— Your instructions —
Copy every line below precisely as it appears.

────

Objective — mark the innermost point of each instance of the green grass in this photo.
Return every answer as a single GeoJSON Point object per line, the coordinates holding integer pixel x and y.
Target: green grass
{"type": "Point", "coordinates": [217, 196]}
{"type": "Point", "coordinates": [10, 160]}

────

— Output —
Objective — mark the innermost point of each instance of the green grass in this photo.
Return every answer as a single GeoJSON Point object per line, the coordinates holding integer pixel x and y.
Target: green grass
{"type": "Point", "coordinates": [217, 196]}
{"type": "Point", "coordinates": [10, 160]}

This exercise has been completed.